YOUR TASK:
Only the lines from the beginning of the data below through the line containing "positive clicks: (107, 206)" belong in the response, each copied exactly.

..........

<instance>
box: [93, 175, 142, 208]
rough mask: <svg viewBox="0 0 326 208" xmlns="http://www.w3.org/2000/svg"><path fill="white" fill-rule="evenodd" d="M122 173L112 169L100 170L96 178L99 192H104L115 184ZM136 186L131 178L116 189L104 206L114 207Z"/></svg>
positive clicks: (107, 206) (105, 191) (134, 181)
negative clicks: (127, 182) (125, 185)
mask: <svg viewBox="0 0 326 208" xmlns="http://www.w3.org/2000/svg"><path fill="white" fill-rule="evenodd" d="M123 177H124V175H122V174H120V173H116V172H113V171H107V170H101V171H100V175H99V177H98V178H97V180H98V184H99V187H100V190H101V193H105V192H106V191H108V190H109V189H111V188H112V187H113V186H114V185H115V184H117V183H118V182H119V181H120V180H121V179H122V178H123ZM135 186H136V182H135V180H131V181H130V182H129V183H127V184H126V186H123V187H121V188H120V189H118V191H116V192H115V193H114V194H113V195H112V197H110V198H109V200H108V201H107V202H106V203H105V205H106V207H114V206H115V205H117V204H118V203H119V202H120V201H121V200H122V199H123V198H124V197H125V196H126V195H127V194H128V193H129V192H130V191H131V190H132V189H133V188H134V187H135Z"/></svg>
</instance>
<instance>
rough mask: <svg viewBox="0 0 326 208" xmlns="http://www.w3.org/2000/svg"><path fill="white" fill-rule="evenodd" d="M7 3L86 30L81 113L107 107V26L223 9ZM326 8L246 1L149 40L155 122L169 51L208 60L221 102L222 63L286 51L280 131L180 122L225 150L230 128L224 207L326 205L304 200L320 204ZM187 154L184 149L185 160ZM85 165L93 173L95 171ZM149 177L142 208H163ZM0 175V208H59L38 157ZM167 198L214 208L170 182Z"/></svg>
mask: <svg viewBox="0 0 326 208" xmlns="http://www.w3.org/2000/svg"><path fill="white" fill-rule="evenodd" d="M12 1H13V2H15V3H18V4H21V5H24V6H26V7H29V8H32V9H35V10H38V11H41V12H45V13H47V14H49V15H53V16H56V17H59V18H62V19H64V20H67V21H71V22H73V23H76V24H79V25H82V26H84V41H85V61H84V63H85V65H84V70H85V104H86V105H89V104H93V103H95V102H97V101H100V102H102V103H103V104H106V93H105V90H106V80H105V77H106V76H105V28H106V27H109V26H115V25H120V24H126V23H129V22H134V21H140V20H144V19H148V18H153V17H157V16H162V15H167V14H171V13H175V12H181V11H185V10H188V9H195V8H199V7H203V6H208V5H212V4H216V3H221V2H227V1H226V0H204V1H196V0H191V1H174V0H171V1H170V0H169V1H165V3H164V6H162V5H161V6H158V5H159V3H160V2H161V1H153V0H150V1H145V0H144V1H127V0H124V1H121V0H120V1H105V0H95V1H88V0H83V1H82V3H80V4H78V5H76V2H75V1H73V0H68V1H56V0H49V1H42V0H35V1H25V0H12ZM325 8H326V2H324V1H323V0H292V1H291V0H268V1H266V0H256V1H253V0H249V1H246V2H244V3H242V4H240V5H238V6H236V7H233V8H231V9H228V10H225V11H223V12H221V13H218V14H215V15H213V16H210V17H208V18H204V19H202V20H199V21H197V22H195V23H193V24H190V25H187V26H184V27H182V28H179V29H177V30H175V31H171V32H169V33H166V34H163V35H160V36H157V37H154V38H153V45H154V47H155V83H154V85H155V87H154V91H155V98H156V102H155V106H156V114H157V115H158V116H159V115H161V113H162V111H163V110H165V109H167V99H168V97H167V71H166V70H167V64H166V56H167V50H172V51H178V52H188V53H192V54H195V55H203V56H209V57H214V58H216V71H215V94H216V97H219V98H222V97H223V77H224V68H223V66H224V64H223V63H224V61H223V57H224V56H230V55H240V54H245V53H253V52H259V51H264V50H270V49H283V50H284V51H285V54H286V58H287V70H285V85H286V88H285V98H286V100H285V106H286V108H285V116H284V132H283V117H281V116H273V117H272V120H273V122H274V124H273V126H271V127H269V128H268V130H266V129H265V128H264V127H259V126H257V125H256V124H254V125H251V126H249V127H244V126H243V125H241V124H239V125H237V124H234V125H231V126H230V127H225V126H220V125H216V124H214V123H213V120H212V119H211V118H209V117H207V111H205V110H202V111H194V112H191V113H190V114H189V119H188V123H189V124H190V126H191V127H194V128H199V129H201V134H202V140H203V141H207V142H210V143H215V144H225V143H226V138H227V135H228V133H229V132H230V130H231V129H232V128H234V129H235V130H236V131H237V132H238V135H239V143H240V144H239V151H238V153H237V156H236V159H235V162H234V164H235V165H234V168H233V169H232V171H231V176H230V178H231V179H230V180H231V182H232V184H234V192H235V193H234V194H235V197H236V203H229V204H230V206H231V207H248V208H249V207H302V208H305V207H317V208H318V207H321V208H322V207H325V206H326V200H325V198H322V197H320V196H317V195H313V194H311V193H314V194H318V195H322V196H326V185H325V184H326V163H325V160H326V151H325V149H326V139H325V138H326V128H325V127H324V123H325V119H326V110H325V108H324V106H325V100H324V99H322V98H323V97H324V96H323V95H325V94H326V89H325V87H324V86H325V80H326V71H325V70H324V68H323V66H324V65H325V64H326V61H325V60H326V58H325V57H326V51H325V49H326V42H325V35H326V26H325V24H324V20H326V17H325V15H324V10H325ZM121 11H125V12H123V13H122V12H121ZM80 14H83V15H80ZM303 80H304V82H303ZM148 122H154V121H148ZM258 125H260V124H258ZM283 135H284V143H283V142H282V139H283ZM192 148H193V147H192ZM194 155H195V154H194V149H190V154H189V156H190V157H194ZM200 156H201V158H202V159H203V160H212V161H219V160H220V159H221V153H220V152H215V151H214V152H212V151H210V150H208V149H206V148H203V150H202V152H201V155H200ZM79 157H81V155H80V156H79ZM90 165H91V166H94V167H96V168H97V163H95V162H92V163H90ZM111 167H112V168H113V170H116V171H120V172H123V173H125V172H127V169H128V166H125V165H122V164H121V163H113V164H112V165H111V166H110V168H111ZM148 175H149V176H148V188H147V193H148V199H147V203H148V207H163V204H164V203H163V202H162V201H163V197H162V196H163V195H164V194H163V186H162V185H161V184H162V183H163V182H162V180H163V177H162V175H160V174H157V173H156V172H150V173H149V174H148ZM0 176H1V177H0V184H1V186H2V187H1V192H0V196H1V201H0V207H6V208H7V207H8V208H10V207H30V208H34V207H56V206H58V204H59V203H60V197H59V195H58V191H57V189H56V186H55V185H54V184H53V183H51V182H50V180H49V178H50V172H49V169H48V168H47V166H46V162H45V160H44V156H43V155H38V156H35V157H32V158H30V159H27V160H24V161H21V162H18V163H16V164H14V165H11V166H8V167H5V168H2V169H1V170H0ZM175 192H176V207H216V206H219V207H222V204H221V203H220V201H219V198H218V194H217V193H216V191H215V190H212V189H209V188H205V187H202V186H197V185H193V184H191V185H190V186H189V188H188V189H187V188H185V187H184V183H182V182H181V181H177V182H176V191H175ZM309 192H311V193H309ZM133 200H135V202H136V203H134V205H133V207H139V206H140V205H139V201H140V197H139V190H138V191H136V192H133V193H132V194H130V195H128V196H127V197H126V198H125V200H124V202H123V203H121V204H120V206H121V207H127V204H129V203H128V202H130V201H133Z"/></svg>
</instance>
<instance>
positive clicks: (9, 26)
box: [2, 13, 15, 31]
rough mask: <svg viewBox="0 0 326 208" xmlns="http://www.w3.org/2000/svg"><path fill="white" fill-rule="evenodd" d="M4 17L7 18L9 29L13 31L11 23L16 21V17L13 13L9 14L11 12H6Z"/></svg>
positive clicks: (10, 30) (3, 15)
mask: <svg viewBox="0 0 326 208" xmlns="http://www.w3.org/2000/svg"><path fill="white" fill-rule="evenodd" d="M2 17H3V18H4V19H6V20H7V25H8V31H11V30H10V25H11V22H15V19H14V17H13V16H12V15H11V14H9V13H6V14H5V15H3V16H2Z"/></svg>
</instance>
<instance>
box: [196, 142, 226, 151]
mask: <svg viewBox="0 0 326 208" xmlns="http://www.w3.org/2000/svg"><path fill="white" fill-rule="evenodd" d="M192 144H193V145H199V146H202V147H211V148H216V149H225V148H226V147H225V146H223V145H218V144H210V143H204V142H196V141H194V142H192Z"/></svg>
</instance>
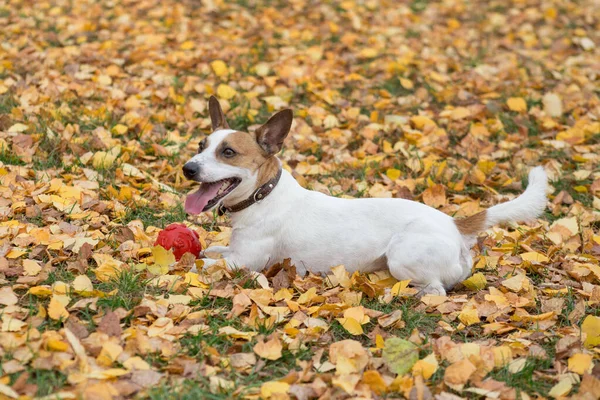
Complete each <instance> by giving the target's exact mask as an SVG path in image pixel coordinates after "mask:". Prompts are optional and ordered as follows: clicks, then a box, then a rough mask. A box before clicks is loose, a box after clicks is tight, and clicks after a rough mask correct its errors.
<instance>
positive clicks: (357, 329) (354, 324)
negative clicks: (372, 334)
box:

..........

RESULT FOR THIS TASK:
<instance>
box: [93, 175, 142, 208]
rough mask: <svg viewBox="0 0 326 208" xmlns="http://www.w3.org/2000/svg"><path fill="white" fill-rule="evenodd" d="M122 173L112 169L100 170L96 178L99 192H104L115 184ZM136 186L131 178L116 189L104 206L114 207Z"/></svg>
positive clicks: (107, 206) (105, 191) (134, 181)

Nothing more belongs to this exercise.